━━ Data provided ━━

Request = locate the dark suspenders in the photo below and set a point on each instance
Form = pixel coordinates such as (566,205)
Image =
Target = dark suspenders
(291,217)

━━━
━━ Data provided ━━

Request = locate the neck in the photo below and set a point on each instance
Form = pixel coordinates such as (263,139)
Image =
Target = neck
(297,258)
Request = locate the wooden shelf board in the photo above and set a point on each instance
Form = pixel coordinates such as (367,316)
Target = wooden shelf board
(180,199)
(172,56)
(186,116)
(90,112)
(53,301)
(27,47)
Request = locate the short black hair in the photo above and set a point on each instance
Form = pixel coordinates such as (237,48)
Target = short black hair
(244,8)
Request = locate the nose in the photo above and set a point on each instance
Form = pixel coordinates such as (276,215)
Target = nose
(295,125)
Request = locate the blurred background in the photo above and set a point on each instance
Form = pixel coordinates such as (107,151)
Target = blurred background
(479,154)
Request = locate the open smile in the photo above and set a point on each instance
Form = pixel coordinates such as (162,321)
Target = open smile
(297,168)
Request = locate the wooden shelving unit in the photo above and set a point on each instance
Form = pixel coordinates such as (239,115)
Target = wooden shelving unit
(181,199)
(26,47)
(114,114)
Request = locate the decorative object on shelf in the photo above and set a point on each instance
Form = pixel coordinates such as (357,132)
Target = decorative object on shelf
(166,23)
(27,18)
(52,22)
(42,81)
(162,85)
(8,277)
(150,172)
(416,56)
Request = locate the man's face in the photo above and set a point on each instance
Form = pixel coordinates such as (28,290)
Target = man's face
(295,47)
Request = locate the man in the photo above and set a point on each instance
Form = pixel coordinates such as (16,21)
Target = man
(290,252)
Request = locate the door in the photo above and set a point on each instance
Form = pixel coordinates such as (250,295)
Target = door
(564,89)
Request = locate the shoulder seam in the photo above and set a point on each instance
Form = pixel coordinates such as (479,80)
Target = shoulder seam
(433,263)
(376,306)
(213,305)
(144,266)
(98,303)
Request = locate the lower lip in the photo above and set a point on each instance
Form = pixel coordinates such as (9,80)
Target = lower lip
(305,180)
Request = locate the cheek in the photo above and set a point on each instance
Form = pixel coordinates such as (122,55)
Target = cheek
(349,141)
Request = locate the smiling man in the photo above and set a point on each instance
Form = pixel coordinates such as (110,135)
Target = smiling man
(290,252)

━━━

## Goal of the exercise:
Report every line in the listing that holds the word "below".

## Output of the task:
Request = locate the dark suspenders in the photo below and set a point on each instance
Request = locate the neck in the photo below and set a point on each instance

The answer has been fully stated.